(Collection entries)
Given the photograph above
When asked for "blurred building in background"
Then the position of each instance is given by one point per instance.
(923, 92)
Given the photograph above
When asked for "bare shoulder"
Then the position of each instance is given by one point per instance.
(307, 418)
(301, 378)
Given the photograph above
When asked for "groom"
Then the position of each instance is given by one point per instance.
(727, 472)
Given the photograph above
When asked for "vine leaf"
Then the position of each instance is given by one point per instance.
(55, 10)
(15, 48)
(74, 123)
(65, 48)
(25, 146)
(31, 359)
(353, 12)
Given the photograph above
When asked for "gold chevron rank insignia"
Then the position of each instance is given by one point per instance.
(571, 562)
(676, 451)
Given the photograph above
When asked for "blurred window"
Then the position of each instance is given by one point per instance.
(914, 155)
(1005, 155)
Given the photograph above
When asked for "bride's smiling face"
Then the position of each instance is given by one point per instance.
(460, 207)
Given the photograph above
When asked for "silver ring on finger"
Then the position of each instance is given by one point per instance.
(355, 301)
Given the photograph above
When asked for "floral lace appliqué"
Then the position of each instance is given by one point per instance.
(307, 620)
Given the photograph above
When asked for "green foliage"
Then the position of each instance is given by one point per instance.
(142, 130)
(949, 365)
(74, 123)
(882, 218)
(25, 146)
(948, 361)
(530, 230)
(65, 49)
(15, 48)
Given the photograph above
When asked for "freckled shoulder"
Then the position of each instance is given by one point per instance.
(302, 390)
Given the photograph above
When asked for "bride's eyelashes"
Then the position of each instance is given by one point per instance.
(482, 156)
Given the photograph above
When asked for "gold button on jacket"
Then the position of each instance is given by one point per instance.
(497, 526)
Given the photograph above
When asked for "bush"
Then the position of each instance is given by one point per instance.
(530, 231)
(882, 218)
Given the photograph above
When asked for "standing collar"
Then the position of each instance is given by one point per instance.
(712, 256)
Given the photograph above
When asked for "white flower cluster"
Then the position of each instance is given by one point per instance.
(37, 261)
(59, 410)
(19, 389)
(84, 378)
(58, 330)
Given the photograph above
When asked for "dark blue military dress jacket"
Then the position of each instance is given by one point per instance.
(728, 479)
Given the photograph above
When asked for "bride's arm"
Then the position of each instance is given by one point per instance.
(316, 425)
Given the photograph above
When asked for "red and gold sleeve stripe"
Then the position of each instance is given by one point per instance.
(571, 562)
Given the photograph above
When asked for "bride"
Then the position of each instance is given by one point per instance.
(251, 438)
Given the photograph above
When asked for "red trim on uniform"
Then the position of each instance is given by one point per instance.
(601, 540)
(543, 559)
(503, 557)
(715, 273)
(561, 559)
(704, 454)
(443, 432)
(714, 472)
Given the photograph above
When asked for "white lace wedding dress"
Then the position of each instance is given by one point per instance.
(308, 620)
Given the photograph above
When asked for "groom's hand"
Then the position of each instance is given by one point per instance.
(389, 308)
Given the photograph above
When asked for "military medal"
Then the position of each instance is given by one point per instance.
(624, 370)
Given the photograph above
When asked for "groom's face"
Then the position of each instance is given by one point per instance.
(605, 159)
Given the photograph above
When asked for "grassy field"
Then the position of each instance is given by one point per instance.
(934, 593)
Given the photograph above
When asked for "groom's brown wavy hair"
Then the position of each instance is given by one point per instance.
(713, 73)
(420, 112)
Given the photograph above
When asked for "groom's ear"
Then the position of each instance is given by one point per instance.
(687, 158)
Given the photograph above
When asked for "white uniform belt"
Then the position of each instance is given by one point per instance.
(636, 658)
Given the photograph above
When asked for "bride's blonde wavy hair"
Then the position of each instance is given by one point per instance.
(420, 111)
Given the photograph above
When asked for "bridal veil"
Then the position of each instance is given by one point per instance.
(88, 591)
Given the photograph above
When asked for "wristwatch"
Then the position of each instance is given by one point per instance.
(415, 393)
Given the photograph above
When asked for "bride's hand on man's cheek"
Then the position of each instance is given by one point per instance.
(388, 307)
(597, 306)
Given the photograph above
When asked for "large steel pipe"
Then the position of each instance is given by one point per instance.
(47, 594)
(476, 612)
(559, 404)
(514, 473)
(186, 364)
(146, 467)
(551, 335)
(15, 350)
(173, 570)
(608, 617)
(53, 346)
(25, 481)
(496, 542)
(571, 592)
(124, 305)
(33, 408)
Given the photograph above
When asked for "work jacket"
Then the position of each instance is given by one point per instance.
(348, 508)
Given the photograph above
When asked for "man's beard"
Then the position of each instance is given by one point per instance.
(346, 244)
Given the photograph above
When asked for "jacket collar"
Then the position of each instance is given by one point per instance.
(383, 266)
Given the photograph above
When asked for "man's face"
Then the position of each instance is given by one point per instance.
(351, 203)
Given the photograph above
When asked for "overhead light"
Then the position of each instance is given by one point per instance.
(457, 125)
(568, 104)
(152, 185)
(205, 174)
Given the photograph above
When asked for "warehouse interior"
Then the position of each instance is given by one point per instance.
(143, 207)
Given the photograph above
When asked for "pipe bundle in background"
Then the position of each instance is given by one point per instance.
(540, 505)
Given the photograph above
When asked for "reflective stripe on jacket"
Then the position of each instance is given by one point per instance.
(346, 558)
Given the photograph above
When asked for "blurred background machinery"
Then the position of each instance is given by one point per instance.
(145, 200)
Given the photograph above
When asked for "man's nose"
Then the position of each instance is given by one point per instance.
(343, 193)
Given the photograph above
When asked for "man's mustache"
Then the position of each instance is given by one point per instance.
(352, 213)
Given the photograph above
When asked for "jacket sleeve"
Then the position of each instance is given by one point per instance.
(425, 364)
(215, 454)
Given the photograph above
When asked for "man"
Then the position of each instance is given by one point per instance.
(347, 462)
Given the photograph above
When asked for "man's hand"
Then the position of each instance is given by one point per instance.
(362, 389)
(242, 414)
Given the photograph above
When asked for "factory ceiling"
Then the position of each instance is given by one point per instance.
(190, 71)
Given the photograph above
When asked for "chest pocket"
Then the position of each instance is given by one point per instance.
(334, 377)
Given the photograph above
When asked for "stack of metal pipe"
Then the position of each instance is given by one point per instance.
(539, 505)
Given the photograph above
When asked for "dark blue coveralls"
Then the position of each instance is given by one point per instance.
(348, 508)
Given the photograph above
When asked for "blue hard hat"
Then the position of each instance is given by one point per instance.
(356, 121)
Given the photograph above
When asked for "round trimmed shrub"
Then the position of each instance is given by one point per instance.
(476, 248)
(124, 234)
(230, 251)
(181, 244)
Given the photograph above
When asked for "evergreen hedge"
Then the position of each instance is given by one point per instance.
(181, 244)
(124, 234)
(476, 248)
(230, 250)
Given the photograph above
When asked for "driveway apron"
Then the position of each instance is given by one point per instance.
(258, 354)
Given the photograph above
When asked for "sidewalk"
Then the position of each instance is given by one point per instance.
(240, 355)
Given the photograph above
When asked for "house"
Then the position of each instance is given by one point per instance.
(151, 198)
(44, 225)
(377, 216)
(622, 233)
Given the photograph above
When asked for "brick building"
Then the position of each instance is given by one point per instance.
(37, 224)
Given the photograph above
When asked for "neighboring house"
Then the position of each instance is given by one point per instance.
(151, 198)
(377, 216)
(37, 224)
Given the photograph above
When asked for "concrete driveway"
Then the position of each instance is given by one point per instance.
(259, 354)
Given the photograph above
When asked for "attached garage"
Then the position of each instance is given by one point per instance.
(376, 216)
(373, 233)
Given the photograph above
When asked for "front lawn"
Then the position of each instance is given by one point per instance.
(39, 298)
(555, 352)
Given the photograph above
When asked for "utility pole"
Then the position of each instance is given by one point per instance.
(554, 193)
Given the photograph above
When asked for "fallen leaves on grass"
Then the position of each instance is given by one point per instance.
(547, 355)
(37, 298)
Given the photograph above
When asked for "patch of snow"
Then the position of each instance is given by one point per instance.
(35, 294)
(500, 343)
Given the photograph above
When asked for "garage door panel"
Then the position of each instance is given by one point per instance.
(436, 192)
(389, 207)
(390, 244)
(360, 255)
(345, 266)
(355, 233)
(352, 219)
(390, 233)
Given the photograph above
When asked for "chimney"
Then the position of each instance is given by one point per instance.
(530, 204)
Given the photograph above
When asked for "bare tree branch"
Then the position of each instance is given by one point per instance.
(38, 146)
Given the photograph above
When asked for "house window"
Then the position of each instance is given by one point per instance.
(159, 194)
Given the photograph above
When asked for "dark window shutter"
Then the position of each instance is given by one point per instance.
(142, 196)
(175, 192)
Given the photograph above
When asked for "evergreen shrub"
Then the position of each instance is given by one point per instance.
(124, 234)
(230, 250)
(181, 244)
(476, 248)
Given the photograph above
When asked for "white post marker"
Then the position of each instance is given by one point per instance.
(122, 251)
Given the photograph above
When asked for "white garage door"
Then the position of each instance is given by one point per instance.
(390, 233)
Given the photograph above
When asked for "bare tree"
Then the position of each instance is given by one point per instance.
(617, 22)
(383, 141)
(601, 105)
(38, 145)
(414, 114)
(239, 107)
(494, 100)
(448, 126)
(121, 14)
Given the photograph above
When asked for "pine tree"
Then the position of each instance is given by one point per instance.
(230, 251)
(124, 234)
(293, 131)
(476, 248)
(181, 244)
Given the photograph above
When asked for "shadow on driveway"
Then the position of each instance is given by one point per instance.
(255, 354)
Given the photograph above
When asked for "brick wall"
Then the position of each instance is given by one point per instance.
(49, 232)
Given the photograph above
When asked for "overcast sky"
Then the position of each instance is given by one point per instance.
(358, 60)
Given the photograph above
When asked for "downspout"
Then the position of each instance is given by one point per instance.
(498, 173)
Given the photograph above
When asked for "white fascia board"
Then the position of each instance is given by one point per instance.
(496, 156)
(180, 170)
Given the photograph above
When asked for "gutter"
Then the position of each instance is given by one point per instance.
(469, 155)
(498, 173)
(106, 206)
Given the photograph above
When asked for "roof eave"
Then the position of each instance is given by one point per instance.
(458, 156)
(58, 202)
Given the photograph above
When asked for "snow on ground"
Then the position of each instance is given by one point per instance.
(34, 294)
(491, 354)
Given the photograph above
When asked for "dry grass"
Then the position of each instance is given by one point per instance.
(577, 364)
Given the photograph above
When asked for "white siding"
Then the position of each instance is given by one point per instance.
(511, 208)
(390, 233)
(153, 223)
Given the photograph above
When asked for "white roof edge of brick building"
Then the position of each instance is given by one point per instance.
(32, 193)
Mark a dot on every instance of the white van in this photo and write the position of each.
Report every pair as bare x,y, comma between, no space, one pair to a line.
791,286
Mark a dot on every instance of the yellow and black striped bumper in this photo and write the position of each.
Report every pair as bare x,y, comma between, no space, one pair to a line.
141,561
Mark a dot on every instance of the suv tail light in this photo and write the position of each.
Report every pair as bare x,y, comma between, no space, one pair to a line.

> _EXERCISE DIRECTIONS_
Your reply should be only the number of lines in the preceding data that include the word "face".

> _TASK OUTPUT_
3